### Records to process
────────────────────

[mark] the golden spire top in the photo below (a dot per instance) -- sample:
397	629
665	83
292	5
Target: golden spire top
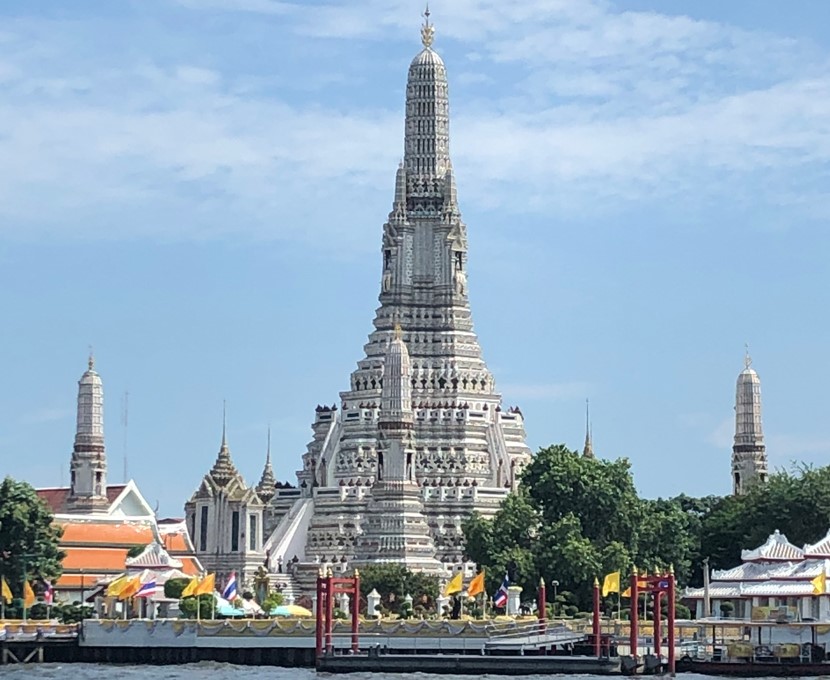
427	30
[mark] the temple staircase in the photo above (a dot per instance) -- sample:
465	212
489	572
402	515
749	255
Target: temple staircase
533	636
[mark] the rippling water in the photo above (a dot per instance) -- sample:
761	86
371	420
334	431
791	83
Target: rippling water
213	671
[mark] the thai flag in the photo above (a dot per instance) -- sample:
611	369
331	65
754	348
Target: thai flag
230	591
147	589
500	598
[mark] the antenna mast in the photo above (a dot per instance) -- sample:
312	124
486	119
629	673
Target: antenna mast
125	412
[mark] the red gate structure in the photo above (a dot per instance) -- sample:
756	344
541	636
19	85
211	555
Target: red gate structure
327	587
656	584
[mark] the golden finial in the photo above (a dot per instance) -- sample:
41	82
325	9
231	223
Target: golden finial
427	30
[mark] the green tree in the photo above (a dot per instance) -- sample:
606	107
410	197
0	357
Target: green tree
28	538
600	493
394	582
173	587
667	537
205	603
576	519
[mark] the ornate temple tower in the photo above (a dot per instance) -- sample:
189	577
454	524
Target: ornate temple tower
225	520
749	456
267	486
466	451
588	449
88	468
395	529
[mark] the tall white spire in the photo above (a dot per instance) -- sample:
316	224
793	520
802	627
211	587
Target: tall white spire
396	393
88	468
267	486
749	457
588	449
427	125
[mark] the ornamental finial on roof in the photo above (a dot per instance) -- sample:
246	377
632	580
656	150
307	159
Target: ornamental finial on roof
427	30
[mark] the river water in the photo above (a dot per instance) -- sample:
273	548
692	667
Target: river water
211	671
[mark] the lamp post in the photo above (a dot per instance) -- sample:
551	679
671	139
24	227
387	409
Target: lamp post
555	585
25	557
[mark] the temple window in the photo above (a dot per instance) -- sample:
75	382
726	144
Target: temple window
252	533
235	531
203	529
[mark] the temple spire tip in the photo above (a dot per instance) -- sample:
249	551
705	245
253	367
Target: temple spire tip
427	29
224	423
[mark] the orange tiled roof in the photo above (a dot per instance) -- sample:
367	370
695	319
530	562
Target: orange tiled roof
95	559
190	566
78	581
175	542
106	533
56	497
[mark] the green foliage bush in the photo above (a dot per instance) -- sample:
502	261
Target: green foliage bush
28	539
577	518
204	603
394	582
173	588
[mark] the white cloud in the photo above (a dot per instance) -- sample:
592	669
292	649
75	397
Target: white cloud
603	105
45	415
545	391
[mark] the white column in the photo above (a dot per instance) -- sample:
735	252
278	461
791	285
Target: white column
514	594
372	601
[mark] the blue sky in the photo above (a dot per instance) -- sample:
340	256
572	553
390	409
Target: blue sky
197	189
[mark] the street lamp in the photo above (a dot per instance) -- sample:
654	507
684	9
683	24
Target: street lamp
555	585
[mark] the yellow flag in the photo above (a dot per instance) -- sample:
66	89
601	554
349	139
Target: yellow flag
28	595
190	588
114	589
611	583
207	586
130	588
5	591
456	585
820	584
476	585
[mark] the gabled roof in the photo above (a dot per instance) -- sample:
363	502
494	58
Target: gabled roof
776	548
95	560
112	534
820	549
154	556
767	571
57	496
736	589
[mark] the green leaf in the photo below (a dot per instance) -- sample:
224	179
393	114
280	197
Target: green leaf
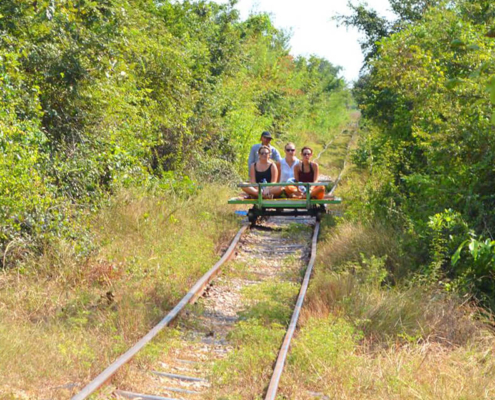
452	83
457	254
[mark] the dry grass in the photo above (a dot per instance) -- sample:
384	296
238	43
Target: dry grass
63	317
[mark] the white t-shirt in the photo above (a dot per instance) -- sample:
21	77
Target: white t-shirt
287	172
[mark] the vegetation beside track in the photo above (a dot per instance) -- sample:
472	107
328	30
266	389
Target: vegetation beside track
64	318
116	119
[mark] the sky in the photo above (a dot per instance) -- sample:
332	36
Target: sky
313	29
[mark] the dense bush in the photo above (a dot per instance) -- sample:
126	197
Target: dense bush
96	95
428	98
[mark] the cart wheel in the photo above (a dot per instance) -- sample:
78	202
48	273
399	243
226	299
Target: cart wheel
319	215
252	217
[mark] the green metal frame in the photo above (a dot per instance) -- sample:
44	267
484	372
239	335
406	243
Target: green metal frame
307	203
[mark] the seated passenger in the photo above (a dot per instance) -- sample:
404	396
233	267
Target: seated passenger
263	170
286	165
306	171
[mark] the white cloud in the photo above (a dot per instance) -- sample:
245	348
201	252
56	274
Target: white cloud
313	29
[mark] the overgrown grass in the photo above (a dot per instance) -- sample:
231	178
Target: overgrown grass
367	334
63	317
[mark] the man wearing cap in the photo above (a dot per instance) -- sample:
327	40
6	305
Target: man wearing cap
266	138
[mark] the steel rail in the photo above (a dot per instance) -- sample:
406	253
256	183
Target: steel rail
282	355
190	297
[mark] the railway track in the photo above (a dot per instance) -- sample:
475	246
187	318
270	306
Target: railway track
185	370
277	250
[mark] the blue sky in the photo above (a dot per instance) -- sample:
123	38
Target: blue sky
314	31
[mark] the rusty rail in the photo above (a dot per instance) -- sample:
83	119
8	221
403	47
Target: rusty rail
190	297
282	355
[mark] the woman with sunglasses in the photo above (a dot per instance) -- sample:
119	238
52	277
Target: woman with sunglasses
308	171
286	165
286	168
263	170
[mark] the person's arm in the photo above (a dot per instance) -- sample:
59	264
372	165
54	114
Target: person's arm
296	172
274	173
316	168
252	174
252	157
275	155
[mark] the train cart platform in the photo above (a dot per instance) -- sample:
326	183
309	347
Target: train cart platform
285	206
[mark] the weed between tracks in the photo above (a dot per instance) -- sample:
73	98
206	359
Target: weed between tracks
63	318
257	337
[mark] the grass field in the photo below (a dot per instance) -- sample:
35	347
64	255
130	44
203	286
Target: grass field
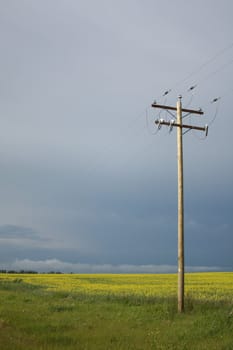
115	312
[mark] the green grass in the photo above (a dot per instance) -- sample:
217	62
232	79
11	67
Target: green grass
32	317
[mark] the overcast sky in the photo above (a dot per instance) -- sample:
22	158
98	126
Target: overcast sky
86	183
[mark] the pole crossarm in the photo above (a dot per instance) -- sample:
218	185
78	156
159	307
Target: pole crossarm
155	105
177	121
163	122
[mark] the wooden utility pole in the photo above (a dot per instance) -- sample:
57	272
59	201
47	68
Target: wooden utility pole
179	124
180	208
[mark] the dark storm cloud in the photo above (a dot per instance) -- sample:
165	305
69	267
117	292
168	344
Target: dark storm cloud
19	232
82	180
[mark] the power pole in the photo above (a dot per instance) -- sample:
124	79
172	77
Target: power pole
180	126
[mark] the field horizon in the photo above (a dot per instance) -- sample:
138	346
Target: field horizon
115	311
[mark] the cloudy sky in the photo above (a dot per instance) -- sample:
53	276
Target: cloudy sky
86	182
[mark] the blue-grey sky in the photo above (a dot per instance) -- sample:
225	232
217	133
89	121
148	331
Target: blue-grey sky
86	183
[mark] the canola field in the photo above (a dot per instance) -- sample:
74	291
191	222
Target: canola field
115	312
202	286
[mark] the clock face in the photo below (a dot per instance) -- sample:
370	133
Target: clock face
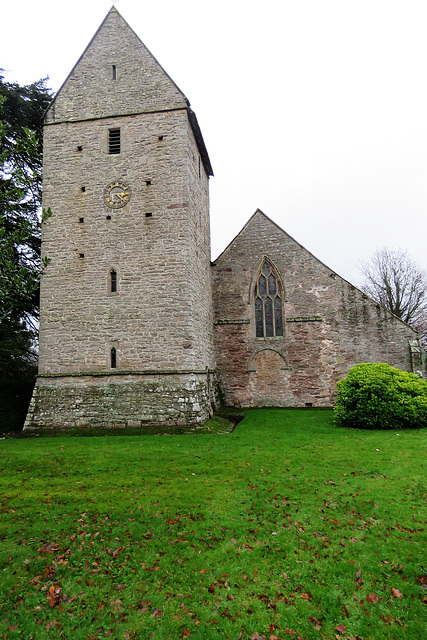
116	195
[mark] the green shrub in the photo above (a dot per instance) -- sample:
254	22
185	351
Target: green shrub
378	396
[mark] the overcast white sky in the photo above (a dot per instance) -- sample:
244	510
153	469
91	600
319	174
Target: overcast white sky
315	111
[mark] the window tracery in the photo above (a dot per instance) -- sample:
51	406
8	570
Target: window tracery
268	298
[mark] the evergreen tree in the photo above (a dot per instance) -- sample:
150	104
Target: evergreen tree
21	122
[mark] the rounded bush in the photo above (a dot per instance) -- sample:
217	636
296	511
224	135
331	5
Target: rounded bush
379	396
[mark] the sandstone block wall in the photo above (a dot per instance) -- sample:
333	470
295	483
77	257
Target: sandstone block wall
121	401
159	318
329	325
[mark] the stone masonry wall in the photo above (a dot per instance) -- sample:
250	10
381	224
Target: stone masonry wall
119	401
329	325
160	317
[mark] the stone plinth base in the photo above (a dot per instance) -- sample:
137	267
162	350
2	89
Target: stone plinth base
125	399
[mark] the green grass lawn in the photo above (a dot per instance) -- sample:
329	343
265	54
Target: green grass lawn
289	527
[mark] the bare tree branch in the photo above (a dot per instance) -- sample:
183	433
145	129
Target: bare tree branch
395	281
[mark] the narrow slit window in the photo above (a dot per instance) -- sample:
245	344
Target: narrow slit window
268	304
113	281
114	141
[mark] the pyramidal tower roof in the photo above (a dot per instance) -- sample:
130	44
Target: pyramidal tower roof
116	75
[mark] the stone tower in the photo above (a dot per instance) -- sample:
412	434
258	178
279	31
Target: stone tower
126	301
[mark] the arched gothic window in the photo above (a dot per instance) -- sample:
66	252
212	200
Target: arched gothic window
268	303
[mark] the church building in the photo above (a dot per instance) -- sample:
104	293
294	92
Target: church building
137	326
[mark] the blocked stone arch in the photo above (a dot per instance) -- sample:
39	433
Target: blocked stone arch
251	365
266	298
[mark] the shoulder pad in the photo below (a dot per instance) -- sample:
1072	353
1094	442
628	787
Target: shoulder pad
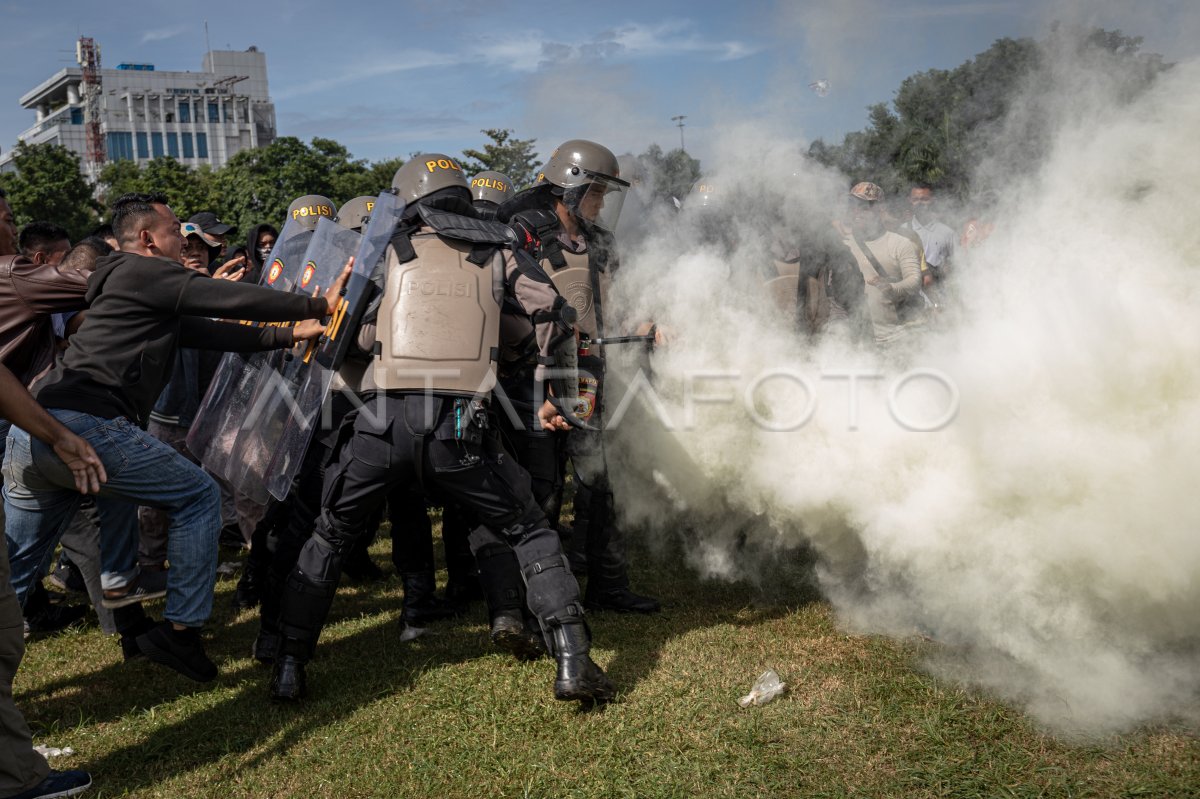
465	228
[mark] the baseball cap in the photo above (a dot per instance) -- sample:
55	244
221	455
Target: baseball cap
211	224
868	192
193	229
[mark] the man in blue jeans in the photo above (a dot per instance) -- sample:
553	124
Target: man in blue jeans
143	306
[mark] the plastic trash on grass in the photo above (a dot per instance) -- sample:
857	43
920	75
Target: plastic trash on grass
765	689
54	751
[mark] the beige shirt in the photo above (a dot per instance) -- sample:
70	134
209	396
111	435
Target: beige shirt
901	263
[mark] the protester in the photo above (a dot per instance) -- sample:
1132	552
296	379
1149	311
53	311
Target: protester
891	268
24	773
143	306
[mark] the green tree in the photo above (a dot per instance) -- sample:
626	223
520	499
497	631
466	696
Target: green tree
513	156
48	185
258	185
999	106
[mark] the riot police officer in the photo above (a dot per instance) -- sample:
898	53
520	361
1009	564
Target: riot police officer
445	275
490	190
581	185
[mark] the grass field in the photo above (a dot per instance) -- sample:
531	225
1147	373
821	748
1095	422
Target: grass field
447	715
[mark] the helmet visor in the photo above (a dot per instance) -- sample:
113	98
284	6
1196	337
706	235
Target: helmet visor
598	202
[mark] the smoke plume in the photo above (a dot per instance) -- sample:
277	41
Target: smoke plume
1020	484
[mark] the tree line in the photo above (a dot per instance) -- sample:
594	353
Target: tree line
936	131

────────────────────

### What to work on
Reproduce the stretch from the row containing "[mark] the smoke" through the end of the rows, swapping "smoke plume" for "steam cloud" and leaving everything else unchanged.

### Answer to the problem
[mark] the steam cloud in the photo above (a dot per instance) -- sample:
277	41
Target: steam cloud
1020	484
[mark] the tree line in the photo above (a dot per instance) -- sample:
594	353
Target: tree line
936	131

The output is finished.